Zitierter Text >>
'''

Bildung ist ein Grundrecht
PSG-Kandidat spricht auf Schülerdemonstration in Limburg
Von Marianne Arens
22. Januar 2008
Seit Monaten kommt es in Hessen immer wieder zu Schüler- und Studentenprotesten, und kurz vor den Landtagswahlen findet fast täglich eine Demonstration oder Kundgebung statt. Das Thema Bildung spielt im hessischen Landtagswahlkampf eine besondere Rolle; mehrere Umfragen haben die Bildung sogar als Thema Nummer eins ausgemacht.
1999 hatten grassierender Lehrermangel und Unterrichtsausfall dazu beigetragen, dass Roland Koch die Führung des Landes von der diskreditierten SPD übernehmen konnte. In den seither vergangenen neun Jahren hat sich jedoch nichts zum Besseren gewandt - im Gegenteil: Die Bildungsbilanz der Koch-Regierung zeigt ein verheerendes Bild.

'''

Aufgabenstellung >>
Schreibe den Bericht über die Bildungsproteste in Hessen im Anschluss an seinen letzten Satz weiter.

(Einträge zur Bounding-Box-Annotation)

'''

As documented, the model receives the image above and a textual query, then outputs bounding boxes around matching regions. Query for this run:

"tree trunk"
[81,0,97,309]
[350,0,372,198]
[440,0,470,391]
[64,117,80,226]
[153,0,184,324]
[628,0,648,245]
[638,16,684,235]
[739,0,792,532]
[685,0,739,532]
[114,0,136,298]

'''
'''

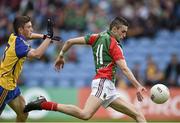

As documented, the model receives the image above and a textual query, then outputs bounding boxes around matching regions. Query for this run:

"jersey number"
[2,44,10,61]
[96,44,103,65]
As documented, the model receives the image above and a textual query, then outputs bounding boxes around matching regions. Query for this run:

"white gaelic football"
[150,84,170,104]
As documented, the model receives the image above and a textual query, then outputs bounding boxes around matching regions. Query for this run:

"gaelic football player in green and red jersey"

'''

Die Antwort >>
Dem chronischen Lehrermangel und Stundenausfall versuchte man unter Koch mit der "Unterrichtsgarantie" und ihrem Nachfolgemodell, der "Unterrichtsgarantie plus", beizukommen: Dabei werden so genannte "Quereinsteiger" ohne pädagogische Ausbildung als Lehrervertreter eingesetzt, worunter natürlich die Qualität des Unterrichts leidet und professionelle Standards des Lehrberufs auf der Strecke bleiben.
Zudem hat die unter Koch eingeführte 42-Stunden-Woche für Beamte dazu geführt, dass Lehrkräfte in Hessen die höchste Pflichtstundenzahl seit dem II. Weltkrieg leisten, was der Landesregierung ermöglicht hat, effektiv Hunderte Lehrerstellen einzusparen.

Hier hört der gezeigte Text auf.